- Exercise aim -
Your answer should be one number, the count of lines in the entries holding the word "below".
*** Opening Input for this task ***
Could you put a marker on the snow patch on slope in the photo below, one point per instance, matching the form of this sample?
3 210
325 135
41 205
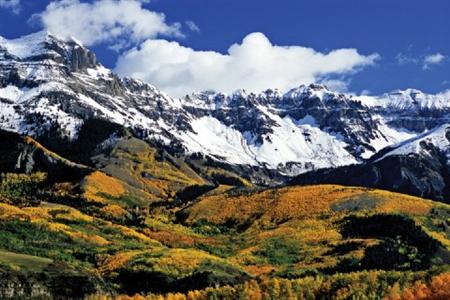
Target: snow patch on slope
438 137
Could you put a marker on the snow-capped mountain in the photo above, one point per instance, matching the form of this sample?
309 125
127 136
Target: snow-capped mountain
51 86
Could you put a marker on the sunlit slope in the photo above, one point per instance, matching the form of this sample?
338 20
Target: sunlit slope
326 228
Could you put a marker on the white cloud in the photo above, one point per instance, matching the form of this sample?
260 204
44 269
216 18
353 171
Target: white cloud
403 59
119 22
192 26
434 59
12 4
255 64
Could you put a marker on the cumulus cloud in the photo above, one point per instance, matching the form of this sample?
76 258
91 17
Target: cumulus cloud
434 59
118 22
255 64
192 26
12 4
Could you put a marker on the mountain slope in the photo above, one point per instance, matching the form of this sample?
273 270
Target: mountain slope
419 166
50 87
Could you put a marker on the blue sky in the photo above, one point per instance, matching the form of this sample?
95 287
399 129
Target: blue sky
402 32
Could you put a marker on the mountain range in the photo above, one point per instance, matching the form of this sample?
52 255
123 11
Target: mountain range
50 87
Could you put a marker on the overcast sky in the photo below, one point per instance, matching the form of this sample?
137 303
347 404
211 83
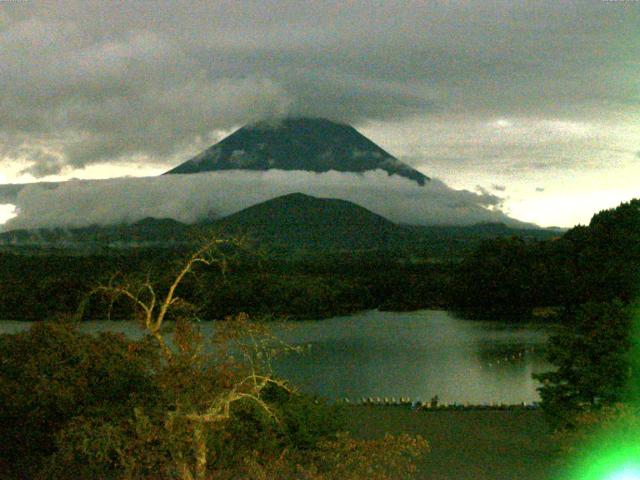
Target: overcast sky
534 102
*** Closing Input for this task ***
- Exercise answer -
2